# [DOCUMENT EXTRACT]
- Published on Friday, 10 January 2014 15:18 10 January 2014
IT’S that time of year again. Maybe it’s your waistline you’re worried about, or maybe it’s the smoking habit you just can’t seem to kick. To improve your chances of keeping your New Year’s resolutions, we offer four tips inspired by recent research on behavioral economics and health. We focus on health, but our suggestions should help with other goals, too.
First, make a concrete plan. When you do so, you both embed your intentions firmly in memory (which reduces forgetting) and make it harder to postpone good behavior, since doing so requires breaking an explicit commitment to yourself. In an experiment reported in the Proceedings of the National Academy of Sciences, a team of researchers (including one of us) contacted thousands of individuals who needed flu shots. Those individuals who were prompted to privately write down a plan specifying the date and time they would visit a clinic got shots at a 13 percent higher rate than members of a control group, who were also reminded about clinics but were not prompted to form a plan. This strategy, as the same team reported in the journal Preventive Medicine, also improved turnout for colonoscopies.
Second, put something you value on the line. In an article in the Journal of the American Medical Association, a team of researchers (including one of us) reported that over the course of a 16-week study, individuals who were given the opportunity to set aside money for forfeiture if they failed to lose weight lost 14 pounds more than those in a control group. Similarly, an experiment in the American Economic Journal: Applied Economics found that smokers hoping to quit were more likely to succeed if offered an opportunity to deposit funds in an account for six months that they would lose if they failed a urine test for nicotine and cotinine. You can arrange to forfeit money if you don’t achieve your goals at stickK.com, a website founded by behavioral economists. But putting money on the line isn’t your only option: Making an appointment to exercise with a friend may be effective, too, because you are much less likely to cancel on a friend than on yourself.
Third, bundle your temptations. This is one of our favorite strategies for tackling health goals, which we tested in an experiment described in a forthcoming paper in Management Science. The idea is best illustrated with a scenario: Imagine you want to exercise more but struggle to drag yourself to the gym. Imagine you also have a fondness for trashy novels but feel guilty wasting your time reading them. The solution is simple: Allow yourself to read those novels only while exercising at the gym. Our research demonstrates that when you leave your copy of “The Hunger Games” (or such) at the gym, you exercise 56 percent more often (and 61 percent of people will even pay the gym to hold their book so it is only available when exercising).
Fourth, seek social support. You can achieve more by pursuing goals with the help of a mentor. In a study co-authored by one of us and reported in the Annals of Internal Medicine, patients with poorly controlled diabetes were paired with patients who previously had poorly controlled diabetes but had since achieved mastery over their disease. The improvements in glycemic control achieved by those mentored in this study were larger than those produced by many leading drugs.
What if, despite our tips, you nonetheless fail to achieve your New Year’s resolutions? Fortunately, you will have plenty of other chances. In a paper forthcoming in Management Science, a team of researchers (including one of us) documents “the fresh start effect.” We analyzed the frequency with which Americans searched for the term “diet” on Google, students visited a university gym and people signed up to create goals on stickK.com. We found that the beginnings of many cycles — including the start of a new week, month, year and semester (for students) — are associated with increased interest in dieting as well as increases in exercise and goal creation. People also intensify their pursuit of aspirations following birthdays and federal holidays.
So although many (in fact most) New Year’s resolutions are unsuccessful, the good news is that if at first we don’t succeed, there are many other “fresh starts” on the calendar when we can try again.
Kevin G. Volpp is a staff physician at the Philadelphia V.A. Medical Center and a professor at the Perelman School of Medicine and the Wharton School of the University of Pennsylvania, where Katherine L. Milkman is an assistant professor.

# [SOURCE INFORMATION]

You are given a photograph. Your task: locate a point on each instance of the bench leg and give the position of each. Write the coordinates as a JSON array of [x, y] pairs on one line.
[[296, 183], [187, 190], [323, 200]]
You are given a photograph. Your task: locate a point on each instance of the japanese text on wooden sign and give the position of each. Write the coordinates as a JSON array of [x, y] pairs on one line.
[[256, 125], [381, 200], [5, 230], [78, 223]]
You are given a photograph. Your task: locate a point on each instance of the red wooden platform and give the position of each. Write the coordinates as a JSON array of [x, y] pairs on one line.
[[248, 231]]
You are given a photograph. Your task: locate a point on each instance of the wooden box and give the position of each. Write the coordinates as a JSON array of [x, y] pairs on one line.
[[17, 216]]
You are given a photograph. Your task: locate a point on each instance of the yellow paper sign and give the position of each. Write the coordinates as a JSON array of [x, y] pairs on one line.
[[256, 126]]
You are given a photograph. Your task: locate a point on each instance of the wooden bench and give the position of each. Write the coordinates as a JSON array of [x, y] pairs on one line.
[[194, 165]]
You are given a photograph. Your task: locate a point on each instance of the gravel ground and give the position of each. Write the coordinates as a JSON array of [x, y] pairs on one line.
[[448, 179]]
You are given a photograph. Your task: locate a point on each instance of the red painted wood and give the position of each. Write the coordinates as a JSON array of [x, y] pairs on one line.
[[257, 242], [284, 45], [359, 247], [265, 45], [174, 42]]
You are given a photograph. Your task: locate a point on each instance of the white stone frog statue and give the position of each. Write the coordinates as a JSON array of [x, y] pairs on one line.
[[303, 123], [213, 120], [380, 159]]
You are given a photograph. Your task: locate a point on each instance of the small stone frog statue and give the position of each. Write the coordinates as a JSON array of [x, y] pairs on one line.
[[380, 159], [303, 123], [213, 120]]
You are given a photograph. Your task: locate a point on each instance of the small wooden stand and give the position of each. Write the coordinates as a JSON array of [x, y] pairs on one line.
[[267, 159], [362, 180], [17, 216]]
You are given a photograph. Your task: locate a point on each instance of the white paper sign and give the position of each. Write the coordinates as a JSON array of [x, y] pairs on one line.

# [PROMPT 1]
In the article on keeping New Year's resolutions, rewrite the passage starting at "- Published on" and ending at "other goals, too.", swapping "resolutions" for "goals".
# [PROMPT 2]
Name each journal the article on keeping New Year's resolutions cites, listing each one only once.
The material above is separate from the article on keeping New Year's resolutions.

# [WRITTEN ANSWER 1]
- Published on Friday, 10 January 2014 15:18 10 January 2014
IT’S that time of year again. Maybe it’s your waistline you’re worried about, or maybe it’s the smoking habit you just can’t seem to kick. To improve your chances of keeping your New Year’s goals, we offer four tips inspired by recent research on behavioral economics and health. We focus on health, but our suggestions should help with other goals, too.

# [WRITTEN ANSWER 2]
Proceedings of the National Academy of Sciences
Preventive Medicine
Journal of the American Medical Association
American Economic Journal: Applied Economics
Management Science
Annals of Internal Medicine